The exercise:
Write out exactly the lines from the one containing "find the cluster" through the last line of the records below, including both.

(Records)

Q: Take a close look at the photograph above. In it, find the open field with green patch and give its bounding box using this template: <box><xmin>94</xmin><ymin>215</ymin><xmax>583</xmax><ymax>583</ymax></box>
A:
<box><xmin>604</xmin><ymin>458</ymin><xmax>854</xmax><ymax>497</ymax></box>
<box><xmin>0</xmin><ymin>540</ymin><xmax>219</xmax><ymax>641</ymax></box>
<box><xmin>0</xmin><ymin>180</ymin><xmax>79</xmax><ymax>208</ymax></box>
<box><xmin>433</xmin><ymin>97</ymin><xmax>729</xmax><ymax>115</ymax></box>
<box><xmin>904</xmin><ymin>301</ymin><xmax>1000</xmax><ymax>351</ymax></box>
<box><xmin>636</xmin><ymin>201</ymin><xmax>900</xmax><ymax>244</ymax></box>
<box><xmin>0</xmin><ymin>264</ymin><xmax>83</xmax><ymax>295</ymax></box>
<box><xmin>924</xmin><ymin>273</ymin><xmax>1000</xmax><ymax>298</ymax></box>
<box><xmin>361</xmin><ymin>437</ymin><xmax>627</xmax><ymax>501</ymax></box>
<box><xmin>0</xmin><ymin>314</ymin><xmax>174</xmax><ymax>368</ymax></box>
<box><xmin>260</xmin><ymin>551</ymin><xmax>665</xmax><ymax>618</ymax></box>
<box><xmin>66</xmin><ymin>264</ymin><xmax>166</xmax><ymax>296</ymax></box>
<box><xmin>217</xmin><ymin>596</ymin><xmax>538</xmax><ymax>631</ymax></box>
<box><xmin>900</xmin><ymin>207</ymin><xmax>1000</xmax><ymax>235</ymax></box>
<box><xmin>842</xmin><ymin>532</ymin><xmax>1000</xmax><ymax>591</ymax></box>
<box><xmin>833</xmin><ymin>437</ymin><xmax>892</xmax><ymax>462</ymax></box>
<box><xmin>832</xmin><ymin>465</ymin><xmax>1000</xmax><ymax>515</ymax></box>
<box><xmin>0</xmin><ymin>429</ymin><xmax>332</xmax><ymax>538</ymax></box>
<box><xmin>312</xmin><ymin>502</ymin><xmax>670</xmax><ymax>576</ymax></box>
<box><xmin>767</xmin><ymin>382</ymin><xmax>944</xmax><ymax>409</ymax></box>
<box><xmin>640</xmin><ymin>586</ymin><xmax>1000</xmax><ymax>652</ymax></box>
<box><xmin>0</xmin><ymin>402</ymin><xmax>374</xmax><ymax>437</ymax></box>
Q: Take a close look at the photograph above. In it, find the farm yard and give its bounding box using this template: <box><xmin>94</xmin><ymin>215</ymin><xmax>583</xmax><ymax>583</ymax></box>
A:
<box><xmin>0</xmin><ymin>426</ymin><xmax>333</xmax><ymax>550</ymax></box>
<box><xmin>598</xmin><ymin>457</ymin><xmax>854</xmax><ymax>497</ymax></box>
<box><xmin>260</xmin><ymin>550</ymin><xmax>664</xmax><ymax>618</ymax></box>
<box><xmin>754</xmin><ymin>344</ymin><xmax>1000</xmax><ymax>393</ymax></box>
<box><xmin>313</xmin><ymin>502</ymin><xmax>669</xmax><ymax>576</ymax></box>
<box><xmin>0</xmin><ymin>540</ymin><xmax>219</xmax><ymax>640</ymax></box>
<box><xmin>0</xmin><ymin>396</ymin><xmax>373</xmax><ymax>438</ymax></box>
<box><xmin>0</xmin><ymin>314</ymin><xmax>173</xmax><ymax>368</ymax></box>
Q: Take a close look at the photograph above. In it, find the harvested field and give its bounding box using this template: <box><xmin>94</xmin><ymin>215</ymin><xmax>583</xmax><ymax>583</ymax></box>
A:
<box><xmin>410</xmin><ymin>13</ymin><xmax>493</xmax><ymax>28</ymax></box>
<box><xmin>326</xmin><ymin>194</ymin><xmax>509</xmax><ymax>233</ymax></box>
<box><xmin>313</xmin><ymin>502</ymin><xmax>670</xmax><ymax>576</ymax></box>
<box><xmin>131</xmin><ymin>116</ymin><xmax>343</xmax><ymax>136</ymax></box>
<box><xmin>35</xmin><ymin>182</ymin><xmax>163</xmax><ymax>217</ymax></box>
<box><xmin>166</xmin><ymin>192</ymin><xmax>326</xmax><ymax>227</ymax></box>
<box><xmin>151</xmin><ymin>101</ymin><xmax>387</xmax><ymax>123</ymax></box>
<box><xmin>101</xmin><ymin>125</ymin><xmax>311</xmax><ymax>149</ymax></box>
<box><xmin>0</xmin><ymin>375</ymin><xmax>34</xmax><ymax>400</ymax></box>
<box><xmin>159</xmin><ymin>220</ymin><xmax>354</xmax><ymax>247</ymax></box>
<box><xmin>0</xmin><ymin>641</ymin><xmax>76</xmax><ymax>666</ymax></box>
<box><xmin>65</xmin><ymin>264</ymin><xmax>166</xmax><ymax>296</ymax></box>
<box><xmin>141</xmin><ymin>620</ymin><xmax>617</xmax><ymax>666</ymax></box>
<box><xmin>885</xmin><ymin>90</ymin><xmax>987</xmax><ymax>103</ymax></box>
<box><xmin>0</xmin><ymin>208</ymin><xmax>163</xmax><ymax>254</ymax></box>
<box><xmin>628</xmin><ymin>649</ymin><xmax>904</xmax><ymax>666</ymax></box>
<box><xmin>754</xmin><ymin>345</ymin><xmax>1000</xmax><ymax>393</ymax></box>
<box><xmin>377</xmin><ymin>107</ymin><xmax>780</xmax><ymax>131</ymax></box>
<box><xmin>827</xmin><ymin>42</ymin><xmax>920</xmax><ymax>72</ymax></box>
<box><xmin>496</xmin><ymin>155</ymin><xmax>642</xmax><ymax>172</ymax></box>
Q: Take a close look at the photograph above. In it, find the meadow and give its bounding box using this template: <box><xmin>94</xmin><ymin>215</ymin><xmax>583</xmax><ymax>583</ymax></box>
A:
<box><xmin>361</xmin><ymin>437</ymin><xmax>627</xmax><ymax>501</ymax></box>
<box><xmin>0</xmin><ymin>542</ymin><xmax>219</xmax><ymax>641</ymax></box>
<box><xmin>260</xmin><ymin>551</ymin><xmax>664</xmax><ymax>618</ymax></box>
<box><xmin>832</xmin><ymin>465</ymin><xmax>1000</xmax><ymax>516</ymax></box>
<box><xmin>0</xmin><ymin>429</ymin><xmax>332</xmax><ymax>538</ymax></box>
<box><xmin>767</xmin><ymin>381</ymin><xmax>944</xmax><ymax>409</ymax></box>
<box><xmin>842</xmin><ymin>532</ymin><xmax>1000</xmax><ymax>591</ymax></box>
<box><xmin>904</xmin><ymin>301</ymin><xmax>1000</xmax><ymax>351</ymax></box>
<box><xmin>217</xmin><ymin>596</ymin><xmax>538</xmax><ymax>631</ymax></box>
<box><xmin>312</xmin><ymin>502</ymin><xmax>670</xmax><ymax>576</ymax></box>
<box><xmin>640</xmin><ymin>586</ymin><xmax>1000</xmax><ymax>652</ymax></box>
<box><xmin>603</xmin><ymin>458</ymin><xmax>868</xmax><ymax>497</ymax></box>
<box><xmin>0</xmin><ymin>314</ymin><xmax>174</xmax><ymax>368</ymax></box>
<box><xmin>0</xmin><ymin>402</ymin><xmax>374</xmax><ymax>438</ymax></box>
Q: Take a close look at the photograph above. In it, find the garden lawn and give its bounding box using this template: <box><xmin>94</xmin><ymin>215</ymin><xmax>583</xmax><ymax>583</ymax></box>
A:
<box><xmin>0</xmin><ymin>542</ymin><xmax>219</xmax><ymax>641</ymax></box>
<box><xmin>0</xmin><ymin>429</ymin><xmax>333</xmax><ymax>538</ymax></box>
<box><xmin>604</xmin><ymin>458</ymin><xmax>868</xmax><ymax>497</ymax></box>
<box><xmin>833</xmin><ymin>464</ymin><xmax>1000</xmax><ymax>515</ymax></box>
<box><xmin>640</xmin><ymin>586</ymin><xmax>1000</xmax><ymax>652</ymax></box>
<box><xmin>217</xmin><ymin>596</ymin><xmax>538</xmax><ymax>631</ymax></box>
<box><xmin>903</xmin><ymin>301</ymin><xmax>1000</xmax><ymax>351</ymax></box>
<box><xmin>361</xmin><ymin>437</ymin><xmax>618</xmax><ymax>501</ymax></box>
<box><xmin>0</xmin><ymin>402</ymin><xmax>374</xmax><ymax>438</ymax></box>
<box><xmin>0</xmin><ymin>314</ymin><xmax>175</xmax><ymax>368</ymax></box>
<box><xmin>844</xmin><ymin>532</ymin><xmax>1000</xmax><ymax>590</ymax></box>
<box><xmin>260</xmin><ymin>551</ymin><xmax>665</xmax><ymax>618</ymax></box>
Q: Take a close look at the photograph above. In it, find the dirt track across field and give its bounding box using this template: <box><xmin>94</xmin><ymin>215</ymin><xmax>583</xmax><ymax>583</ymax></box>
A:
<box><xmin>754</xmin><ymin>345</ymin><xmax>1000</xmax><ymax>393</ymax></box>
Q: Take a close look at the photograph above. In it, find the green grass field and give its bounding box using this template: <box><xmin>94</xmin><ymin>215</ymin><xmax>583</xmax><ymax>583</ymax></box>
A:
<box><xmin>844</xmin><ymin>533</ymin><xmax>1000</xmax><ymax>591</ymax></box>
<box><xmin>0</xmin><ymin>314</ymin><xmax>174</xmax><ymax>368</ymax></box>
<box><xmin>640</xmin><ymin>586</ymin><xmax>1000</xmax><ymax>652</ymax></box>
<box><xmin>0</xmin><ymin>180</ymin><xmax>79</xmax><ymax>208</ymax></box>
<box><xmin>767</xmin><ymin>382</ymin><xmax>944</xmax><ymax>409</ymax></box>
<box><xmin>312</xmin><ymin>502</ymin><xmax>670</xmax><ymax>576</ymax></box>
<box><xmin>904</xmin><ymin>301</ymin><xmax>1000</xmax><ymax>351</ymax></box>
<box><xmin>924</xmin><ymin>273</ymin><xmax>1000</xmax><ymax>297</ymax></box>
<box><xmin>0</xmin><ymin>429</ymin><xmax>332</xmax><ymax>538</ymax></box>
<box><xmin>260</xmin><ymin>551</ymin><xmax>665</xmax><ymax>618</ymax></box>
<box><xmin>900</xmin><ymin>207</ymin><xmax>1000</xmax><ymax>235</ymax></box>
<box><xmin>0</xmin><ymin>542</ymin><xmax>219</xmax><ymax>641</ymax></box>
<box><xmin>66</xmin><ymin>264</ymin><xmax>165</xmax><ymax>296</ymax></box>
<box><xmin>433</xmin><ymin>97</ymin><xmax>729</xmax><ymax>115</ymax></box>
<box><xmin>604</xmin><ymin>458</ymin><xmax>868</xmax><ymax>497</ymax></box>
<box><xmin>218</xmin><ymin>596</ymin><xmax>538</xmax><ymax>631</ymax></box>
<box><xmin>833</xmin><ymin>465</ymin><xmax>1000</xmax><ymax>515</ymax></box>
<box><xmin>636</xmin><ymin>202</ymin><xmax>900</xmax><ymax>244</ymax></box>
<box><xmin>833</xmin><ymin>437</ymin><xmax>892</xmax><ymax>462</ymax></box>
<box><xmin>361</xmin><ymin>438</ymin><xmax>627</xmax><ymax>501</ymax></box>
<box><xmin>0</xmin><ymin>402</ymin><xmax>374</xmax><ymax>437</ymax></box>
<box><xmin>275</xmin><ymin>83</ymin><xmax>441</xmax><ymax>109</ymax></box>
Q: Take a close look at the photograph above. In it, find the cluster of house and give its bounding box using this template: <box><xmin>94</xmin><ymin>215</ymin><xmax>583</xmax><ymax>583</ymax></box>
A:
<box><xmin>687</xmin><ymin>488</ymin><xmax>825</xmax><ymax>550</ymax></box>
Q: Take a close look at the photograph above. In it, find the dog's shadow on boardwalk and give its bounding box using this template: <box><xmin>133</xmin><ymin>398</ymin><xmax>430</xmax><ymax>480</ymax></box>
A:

Task response:
Q: Take a close look at the photograph above. In it, find the cluster of house and give its bounding box using this template: <box><xmin>94</xmin><ymin>215</ymin><xmax>583</xmax><ymax>583</ymax></box>
A:
<box><xmin>687</xmin><ymin>488</ymin><xmax>825</xmax><ymax>550</ymax></box>
Q: Take a close look at the photograph above. In it, find the dog's shadow on boardwalk and give its bounding box using this template: <box><xmin>133</xmin><ymin>398</ymin><xmax>430</xmax><ymax>480</ymax></box>
A:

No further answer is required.